■ Input data
------------
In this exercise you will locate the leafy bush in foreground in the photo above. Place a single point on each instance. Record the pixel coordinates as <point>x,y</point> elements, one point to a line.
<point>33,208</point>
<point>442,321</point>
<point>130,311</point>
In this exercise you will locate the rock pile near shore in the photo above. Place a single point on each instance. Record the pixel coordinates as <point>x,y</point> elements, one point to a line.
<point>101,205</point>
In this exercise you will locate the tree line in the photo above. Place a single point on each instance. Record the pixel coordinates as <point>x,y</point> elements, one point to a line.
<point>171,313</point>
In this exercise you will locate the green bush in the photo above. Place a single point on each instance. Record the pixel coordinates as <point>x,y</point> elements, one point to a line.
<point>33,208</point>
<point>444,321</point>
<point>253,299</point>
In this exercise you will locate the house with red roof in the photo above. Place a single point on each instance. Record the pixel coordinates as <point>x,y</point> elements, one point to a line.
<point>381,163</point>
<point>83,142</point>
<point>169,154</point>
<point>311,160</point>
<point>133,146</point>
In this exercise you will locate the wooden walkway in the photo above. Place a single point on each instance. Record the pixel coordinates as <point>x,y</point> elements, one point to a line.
------------
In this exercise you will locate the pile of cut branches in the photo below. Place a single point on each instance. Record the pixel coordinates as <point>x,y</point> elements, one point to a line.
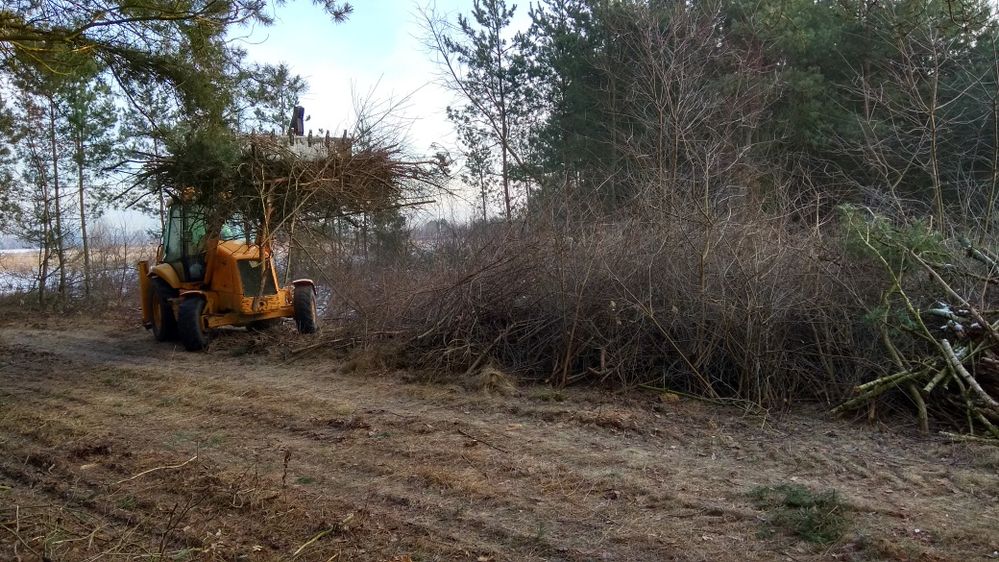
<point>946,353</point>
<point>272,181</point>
------------
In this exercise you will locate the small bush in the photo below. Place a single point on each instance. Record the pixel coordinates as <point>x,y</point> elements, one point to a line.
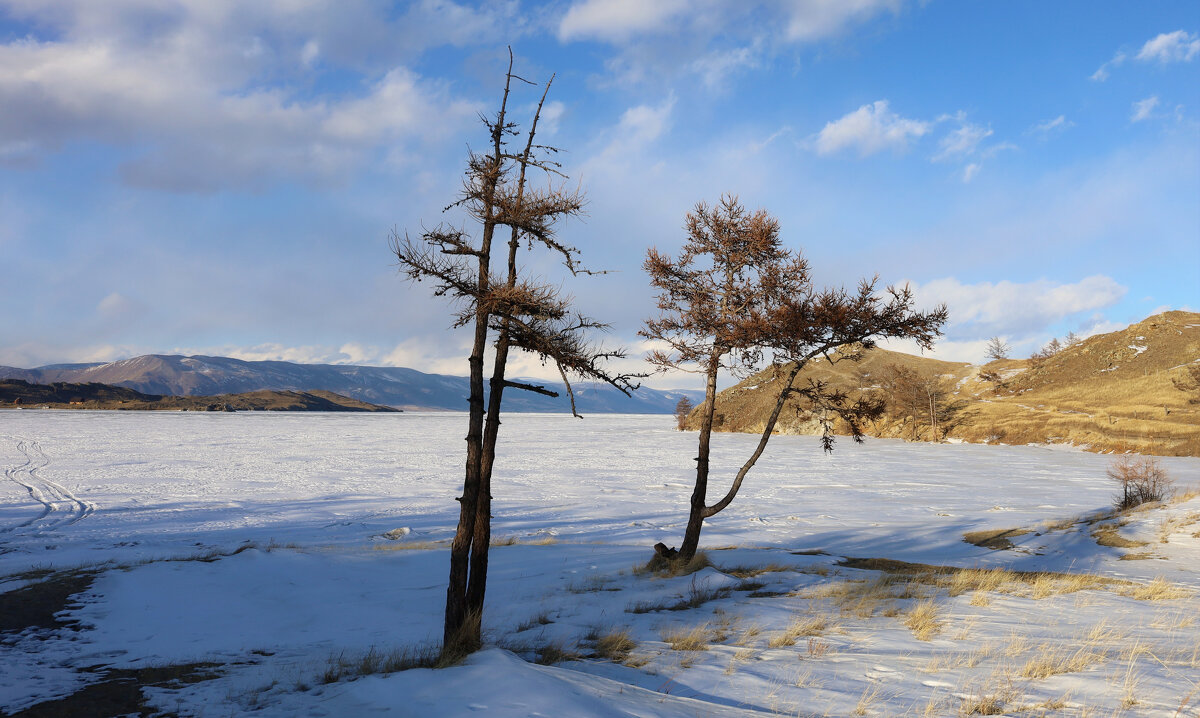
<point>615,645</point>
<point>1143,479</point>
------------
■ Your instructions
Copy the records again, everything from "In this exercise you will locate the leafy" down to "In this exercise you will locate the wooden", switching "instance" to "occurrence" and leaving all else unchanged.

■ Answer to this task
In this exercise you will locate the leafy bush in foreground in the photo above. Place a single point on each occurrence. Record the pixel coordinates as <point>x,y</point> elements, one point to a line.
<point>33,208</point>
<point>442,321</point>
<point>130,311</point>
In this exercise you will locate the rock pile near shore in the photo above. Place a single point on each occurrence. Record the pixel coordinates as <point>x,y</point> elements, one point to a line.
<point>101,205</point>
In this exercise you will locate the tree line in the photo above. Place a single point on each occurrence. Record the pixel coordinates as <point>x,y</point> elements, one point to a line.
<point>171,313</point>
In this exercise you will locate the green bush in the photo above. Place a single point on each occurrence. Record the pixel coordinates as <point>x,y</point> elements, one point to a line.
<point>33,208</point>
<point>444,321</point>
<point>253,299</point>
In this exercise you will locate the house with red roof in the photo above. Place a single point on each occurrence. Record the pixel coordinates as <point>x,y</point> elements, one point to a line.
<point>381,163</point>
<point>83,142</point>
<point>169,154</point>
<point>311,160</point>
<point>133,146</point>
In this exercise you will locate the wooden walkway in the photo above. Place a single point on each occurrence. Record the pixel coordinates as <point>x,y</point> elements, one point to a line.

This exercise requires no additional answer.